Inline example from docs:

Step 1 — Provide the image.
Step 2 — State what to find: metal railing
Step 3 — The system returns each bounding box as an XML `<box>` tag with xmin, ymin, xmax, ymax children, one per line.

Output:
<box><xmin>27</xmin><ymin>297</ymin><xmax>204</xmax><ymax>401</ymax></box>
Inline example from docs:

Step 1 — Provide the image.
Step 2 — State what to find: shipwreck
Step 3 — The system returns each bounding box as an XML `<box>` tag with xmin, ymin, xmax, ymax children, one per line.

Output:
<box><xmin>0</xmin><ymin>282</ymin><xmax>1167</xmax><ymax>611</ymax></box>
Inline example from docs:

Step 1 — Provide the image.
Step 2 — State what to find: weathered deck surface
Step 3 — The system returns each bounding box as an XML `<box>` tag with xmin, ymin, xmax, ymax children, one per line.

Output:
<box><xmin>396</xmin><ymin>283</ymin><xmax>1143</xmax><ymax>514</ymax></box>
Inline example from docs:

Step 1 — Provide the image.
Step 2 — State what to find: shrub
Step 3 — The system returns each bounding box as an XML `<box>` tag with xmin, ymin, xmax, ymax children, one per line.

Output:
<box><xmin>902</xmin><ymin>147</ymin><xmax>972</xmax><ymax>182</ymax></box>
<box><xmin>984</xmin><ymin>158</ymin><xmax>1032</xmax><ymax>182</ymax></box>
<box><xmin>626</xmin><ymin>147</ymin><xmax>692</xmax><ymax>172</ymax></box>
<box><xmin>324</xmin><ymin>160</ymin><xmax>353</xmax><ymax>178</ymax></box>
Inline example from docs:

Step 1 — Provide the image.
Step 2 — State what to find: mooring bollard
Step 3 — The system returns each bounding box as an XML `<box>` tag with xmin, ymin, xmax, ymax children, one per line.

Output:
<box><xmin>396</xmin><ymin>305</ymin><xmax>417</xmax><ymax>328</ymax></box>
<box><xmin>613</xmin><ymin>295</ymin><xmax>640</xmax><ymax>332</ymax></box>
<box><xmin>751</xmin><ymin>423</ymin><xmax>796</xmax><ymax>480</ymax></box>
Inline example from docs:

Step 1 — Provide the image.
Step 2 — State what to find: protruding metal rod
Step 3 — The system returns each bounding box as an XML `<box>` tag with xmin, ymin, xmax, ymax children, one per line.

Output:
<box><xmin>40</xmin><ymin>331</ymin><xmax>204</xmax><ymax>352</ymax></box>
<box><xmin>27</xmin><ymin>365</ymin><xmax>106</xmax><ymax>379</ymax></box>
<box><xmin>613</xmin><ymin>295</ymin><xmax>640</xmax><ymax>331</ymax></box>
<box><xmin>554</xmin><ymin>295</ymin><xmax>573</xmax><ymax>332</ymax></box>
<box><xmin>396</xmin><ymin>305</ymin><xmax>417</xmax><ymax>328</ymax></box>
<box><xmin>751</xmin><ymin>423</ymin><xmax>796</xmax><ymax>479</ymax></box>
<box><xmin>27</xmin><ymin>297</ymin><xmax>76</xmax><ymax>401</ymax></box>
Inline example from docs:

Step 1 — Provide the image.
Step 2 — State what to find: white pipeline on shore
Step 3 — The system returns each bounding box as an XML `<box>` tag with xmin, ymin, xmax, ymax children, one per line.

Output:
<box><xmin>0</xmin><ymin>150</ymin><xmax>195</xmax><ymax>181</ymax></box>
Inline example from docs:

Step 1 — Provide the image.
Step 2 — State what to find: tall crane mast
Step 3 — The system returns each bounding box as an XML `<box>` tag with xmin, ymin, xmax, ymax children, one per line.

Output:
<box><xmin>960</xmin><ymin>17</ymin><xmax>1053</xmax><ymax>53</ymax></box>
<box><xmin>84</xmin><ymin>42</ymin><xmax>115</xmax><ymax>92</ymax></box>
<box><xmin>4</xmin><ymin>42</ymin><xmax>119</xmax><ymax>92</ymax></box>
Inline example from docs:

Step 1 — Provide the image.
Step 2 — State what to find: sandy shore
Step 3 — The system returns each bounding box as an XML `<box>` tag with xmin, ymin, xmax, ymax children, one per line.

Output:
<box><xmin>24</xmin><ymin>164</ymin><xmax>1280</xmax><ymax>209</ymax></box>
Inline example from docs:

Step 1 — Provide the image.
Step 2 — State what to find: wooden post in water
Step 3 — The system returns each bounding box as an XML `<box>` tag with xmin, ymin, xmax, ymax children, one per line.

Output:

*TASK INSTRUCTIONS*. Return every line of the listing above that contains the string "what".

*THE RESPONSE*.
Step 2 — State what to find: metal railing
Step 2 — State what to find: shipwreck
Step 2 — State what to find: weathered deck surface
Step 2 — State what to find: shrub
Step 2 — State what to find: mooring bollard
Step 2 — State what to find: protruding metal rod
Step 2 — State what to find: white pipeline on shore
Step 2 — State what to find: tall crane mast
Step 2 — State what to find: sandy shore
Step 2 — State what to find: wooden post in water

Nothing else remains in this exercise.